## [SOURCE RECORDS]
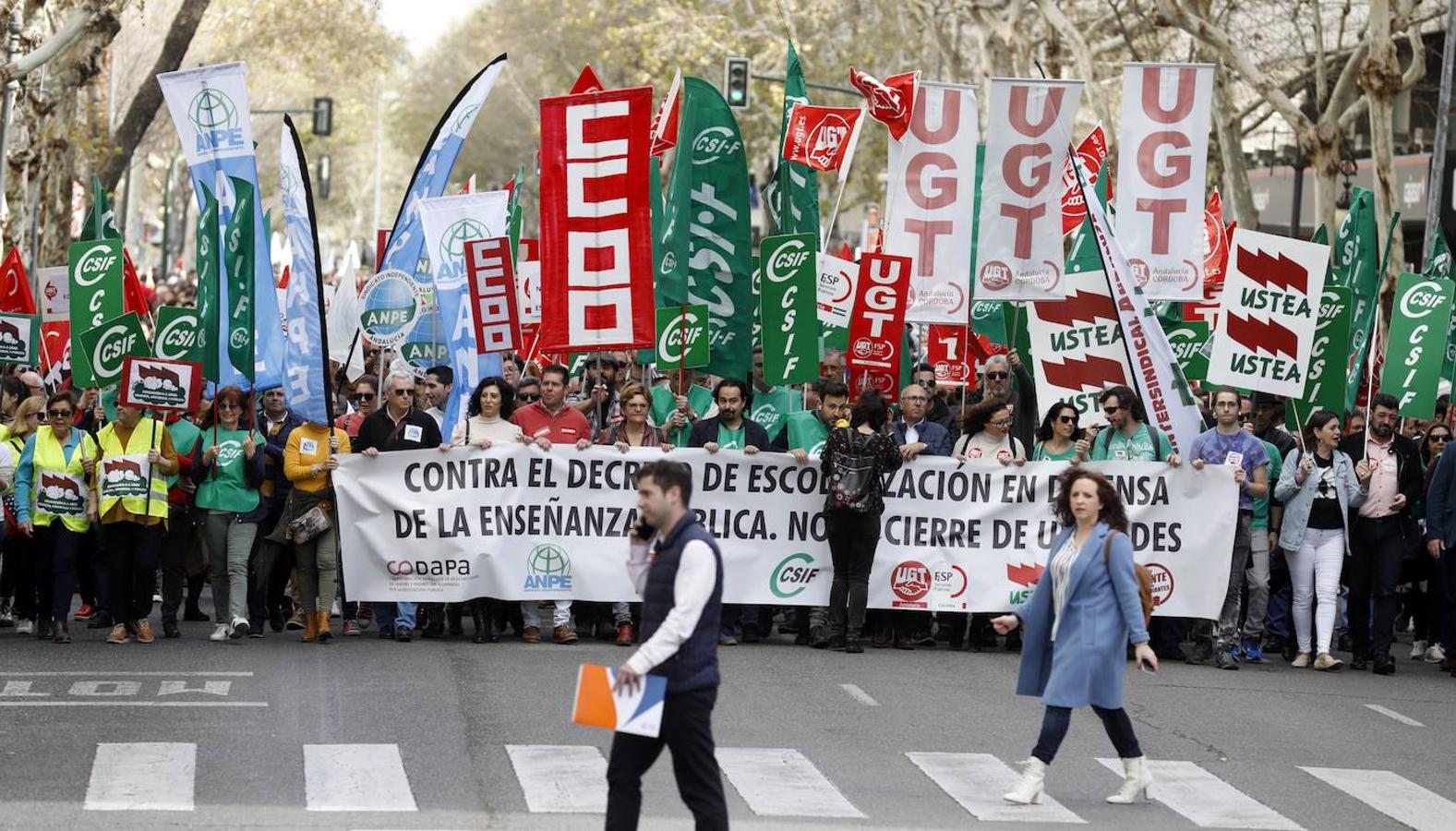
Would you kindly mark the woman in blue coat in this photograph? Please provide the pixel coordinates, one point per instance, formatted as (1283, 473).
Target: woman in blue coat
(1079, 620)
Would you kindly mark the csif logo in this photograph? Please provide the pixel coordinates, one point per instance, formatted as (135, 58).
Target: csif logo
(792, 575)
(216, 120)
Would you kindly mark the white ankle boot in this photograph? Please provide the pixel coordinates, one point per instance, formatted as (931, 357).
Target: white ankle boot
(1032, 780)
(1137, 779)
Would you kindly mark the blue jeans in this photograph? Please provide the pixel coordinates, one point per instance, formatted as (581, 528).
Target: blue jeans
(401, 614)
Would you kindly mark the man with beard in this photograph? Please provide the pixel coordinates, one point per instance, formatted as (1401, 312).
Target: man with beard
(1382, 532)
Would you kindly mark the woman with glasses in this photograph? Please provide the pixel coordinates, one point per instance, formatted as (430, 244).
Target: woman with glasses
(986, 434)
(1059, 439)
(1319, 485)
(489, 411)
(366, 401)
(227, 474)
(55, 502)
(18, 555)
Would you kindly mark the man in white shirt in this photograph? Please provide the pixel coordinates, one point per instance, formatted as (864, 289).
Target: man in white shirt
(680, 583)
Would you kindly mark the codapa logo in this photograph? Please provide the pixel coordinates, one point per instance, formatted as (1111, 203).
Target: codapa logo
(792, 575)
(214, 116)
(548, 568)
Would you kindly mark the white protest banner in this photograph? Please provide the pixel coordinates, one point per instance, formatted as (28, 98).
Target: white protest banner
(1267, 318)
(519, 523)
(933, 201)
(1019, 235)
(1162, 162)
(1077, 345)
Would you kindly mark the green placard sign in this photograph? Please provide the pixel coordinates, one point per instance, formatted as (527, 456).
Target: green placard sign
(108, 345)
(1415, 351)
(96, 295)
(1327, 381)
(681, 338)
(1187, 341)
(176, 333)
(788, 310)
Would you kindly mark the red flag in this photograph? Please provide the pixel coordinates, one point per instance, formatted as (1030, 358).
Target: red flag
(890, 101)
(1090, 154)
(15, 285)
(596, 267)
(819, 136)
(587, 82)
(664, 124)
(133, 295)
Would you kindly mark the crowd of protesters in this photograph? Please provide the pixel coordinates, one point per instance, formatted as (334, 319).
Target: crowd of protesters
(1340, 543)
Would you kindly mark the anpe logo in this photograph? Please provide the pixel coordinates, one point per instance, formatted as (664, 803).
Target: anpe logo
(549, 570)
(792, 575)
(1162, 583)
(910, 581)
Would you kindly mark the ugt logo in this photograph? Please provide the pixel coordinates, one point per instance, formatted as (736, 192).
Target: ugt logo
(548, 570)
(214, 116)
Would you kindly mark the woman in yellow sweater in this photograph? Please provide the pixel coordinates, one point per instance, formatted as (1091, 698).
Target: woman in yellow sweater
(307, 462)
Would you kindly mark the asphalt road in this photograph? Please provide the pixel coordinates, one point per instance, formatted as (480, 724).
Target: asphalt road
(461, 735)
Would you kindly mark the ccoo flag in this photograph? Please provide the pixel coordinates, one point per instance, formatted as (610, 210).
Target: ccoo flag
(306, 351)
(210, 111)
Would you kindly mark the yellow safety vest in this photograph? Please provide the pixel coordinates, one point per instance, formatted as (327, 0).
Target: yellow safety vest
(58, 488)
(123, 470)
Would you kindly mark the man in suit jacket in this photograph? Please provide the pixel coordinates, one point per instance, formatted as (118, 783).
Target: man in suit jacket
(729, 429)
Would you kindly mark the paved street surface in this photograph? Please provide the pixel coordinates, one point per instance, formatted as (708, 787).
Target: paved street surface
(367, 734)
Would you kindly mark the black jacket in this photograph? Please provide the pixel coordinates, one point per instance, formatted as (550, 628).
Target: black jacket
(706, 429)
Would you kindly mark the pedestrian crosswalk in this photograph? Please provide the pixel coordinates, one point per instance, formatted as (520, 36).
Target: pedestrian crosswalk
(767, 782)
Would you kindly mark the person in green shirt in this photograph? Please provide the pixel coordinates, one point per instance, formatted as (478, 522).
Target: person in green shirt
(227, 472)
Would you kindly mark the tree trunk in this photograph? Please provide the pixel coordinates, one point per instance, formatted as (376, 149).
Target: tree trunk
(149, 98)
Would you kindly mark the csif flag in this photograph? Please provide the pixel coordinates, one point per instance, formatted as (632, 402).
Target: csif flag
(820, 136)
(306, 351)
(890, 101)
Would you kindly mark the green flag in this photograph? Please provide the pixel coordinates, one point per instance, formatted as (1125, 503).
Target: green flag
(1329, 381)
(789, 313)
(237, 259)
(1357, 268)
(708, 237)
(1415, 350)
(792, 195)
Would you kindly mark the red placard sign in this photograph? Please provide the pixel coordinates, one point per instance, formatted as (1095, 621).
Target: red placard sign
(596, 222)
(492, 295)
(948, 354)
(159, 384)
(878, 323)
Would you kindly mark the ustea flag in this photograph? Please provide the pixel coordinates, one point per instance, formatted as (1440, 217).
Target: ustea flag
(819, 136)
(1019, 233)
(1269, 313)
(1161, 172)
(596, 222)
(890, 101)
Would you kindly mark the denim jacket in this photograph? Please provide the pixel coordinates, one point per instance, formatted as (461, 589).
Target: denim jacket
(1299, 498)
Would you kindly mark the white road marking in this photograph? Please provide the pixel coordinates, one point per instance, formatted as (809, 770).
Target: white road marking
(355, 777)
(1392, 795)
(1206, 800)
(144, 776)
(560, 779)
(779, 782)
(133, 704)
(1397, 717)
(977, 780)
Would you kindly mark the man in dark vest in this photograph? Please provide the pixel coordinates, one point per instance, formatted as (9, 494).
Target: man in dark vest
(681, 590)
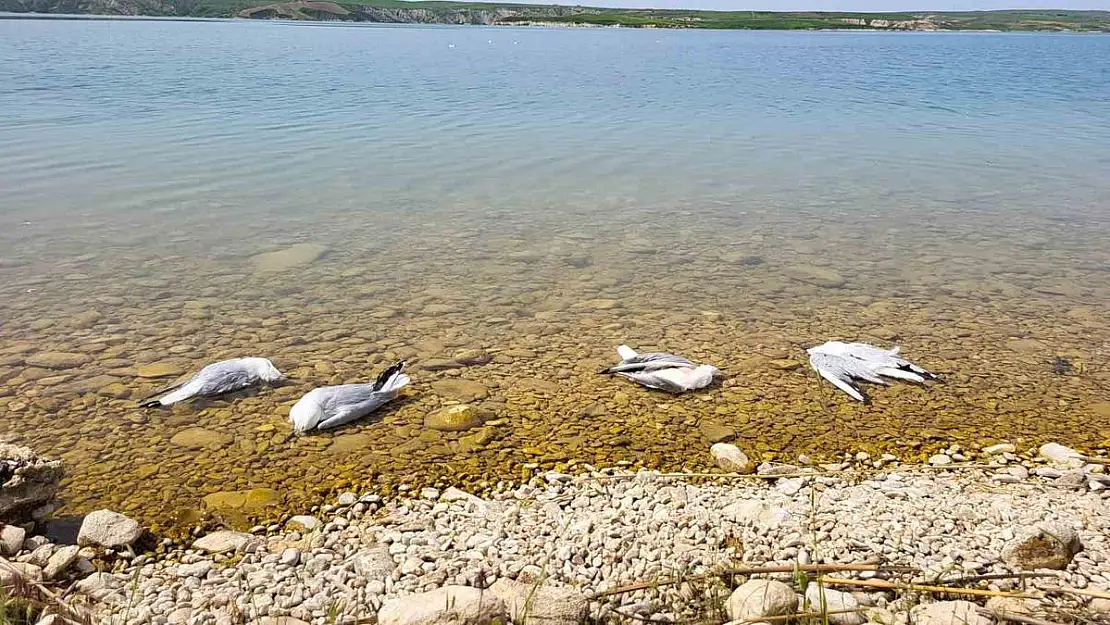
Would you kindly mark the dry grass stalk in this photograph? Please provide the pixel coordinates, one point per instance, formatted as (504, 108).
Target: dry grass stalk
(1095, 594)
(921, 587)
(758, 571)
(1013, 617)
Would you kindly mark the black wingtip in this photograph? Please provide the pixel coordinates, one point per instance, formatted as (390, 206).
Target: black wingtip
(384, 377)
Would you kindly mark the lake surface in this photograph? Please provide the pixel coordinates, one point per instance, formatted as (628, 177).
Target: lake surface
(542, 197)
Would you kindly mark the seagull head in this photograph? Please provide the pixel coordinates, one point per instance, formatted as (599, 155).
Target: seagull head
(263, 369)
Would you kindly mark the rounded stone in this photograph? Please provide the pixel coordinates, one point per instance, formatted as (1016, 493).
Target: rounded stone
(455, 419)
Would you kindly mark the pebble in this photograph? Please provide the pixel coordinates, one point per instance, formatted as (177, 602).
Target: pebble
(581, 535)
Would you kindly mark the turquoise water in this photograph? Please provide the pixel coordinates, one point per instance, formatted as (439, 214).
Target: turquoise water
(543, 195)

## [TO DO]
Repeat the data in full and exactly. Omit pictures.

## [SOLUTION TO THE EXERCISE]
Would you kindly mark the woman in blue coat in this photograph? Please provide the pixel coordinates, one point per instance, formatted as (1283, 473).
Target: woman in blue coat
(1079, 620)
Would you kindly mark the csif logo in this photograph? Please provide the pixel coordinates, one point per instance, formatted as (135, 58).
Target: csif logo
(792, 575)
(216, 120)
Would you kindly mark the white ankle boot in this photograph? Please provide the pixel coordinates, one point per instance, formatted as (931, 357).
Target: white ankle boot
(1032, 780)
(1137, 779)
Would you kindly mark the blue jeans in this photograph? Please provide the pixel coordinates, one point per instance, formatted as (581, 528).
Target: blue jeans
(401, 614)
Would you kindly mark the man with beard in this photograph? Please provide the pixel coordinates, one point per instance, formatted as (1401, 312).
Target: man with beard
(1382, 532)
Would you kindly mark the woman with glasses in this photograph? Please provide the pixel coordinates, one point per instance, formatted as (430, 244).
Target: woman with glasses
(986, 434)
(1059, 439)
(1319, 485)
(489, 411)
(366, 401)
(227, 474)
(55, 502)
(18, 555)
Would you kindly mark the man in white shirt in this photograph? Please provide the pixel coordinates, one point per instance, formatted as (864, 289).
Target: man in white shirt
(680, 583)
Would you kindly mark the codapa logo in this photograph? Please provide the pixel coordinates, one point per instance, formatted as (1111, 203).
Target: codapa logo
(792, 575)
(214, 116)
(548, 568)
Would you kindly mark the white protest banner in this photograph? Please provide the pixel coordinates, one point per instance, formatted as (28, 98).
Target: white protest banner
(1267, 318)
(519, 523)
(933, 201)
(1019, 235)
(1162, 162)
(1077, 345)
Would you kindly mark the green placard sign in this photograph? Please provide the pixel coordinates, one point per instance, formatted as (527, 456).
Target: green placard sign
(108, 345)
(1415, 351)
(96, 295)
(1327, 381)
(681, 338)
(1187, 341)
(176, 333)
(788, 310)
Would you kindly mark the red flag in this photograph? Please provide the pixel coordinates, one point per instance, formatted as (1030, 358).
Target: red flag
(890, 101)
(1090, 154)
(15, 285)
(596, 267)
(819, 136)
(587, 82)
(664, 124)
(133, 295)
Would you kindly mark the crowd of protesters in this photograph? Please provide the pixel coordinates, one point per instance, formatted as (334, 319).
Target: crowd of protesters
(1340, 543)
Would you kindly mark the anpe logo in this photograph? Please provide the pixel coordinates, one point per instance, formatted as (664, 803).
Target: anpe logo
(549, 570)
(792, 575)
(1162, 583)
(910, 581)
Would you kindly mark the ugt logo in this photograph? Please provide the pixel coordinates, one point per instance, formatted as (736, 192).
Target: ugt logo
(548, 570)
(214, 116)
Would you kindly mark the woman in yellow sweater in this photograph? Please provide the pixel coordinates, one point per instance, formatted as (1091, 698).
Target: woman in yellow sweater
(307, 462)
Would you kindly mark the asphalt road in this photograph? Please provide the pixel coordinates, one point per instance, formatted as (480, 724).
Target: asphalt road
(461, 735)
Would you kindly mark the ccoo flag in this photograph? Please provide the pixel coordinates, one point per instance, formatted as (610, 210).
Target: ccoo flag
(306, 351)
(210, 111)
Would you kindly mark the yellow safety vest in this photograph? Please provide the pixel coordinates, one point per instance, formatted as (327, 0).
Target: yellow safety vest
(58, 488)
(123, 470)
Would you kindly mark the man in suit jacket in this photograph? Please provide the pixel coordinates, one point per instance, formatted as (118, 783).
Target: man in suit jacket
(729, 429)
Would you kindly mark the paved street surface in this photograph? Please provide the pixel coordinates, one point per instance, formatted as (708, 787).
Target: paved street surface
(367, 734)
Would you kindly mark the black jacket in this photograph? Please provide the pixel coordinates, one point per instance, formatted as (550, 628).
Target: black jacket
(706, 429)
Would you kindly mark the pedestrian crosswalk in this photograph? Please provide the pixel coordinates, one point per instance, formatted as (520, 36).
Target: pedestrian crosswalk
(767, 782)
Would you kindly mark the person in green shirt in this photograph? Please provide the pixel coordinates, one point per instance, formatted as (478, 522).
Target: person in green shirt
(227, 472)
Would you kindly mark the tree trunk in this photograph? Please provide the pixel coordinates, one point per instance, formatted as (376, 149).
Target: tree trunk
(149, 98)
Would you kindly mark the csif flag in this photograph? Please provide the pixel coordinates, one point per instance, formatted as (632, 402).
Target: csif flag
(820, 136)
(306, 351)
(890, 101)
Would you kindly mark the green flag in this photograph? Please provide the pixel coordinates, one point per instance, formatted as (1125, 503).
Target: green flag
(1329, 381)
(789, 313)
(237, 259)
(1357, 268)
(708, 237)
(1415, 350)
(792, 195)
Would you kindly mark the red placard sign in this photograph? Please provide the pixel coordinates, one point per instance, formatted as (1095, 621).
Target: red placard sign
(596, 222)
(492, 295)
(948, 354)
(159, 384)
(878, 323)
Would you kindly mark the ustea flag in this photograph? Please provide the pixel coordinates, one point per instance, formatted as (1440, 217).
Target: ustea flag
(819, 136)
(1019, 233)
(1269, 313)
(1161, 172)
(596, 222)
(890, 101)
Would you kindly mark the denim jacket in this photograph? Please provide the pixel coordinates, one point per instance, formatted as (461, 589).
Target: denim jacket
(1299, 498)
Would you kindly mark the white road marking in this photograph? Please provide the pixel coordinates, one point per instance, formatted as (809, 770).
Target: white road marking
(355, 777)
(1392, 795)
(1206, 800)
(144, 776)
(560, 779)
(779, 782)
(133, 704)
(1397, 717)
(977, 780)
Would you kindly mark the man in dark vest in this photograph? Please provide the pixel coordinates, one point per instance, formatted as (9, 494).
Target: man in dark vest
(681, 590)
Would you kindly mark the dry grass stalk in this photograph? Please provide the pixel coordinates, one point per instance, formatted as (504, 108).
Target: dry grass stalk
(1095, 594)
(921, 587)
(758, 571)
(1013, 617)
Would you kindly mark the black wingtip in this photograph? Please provide the pixel coordinates, one point per instance, formatted as (390, 206).
Target: black wingtip
(384, 377)
Would you kindly mark the lake surface in this photograph? Please provide the pixel coordinates, one point per instance, formatted as (628, 177).
Target: lake surface
(542, 197)
Would you kindly mark the seagull head in this photograph? Please provide the pixel coordinates, one point per instance, formatted as (599, 155).
Target: seagull head
(263, 369)
Would you kindly mark the rounded stone in this photograph? Please provide the pixel coordinates, one point per instance, formatted as (1016, 493).
Target: rounded stone
(455, 419)
Would you kindly mark the pebble in this photograph? Please provide the pixel coordinates, one point per instance, formatted as (177, 602).
Target: pebble
(581, 535)
Would you kindly mark the turquoise water in this photograph? Please provide the pixel coordinates, one point per instance, formatted as (439, 214).
Target: turquoise water
(543, 195)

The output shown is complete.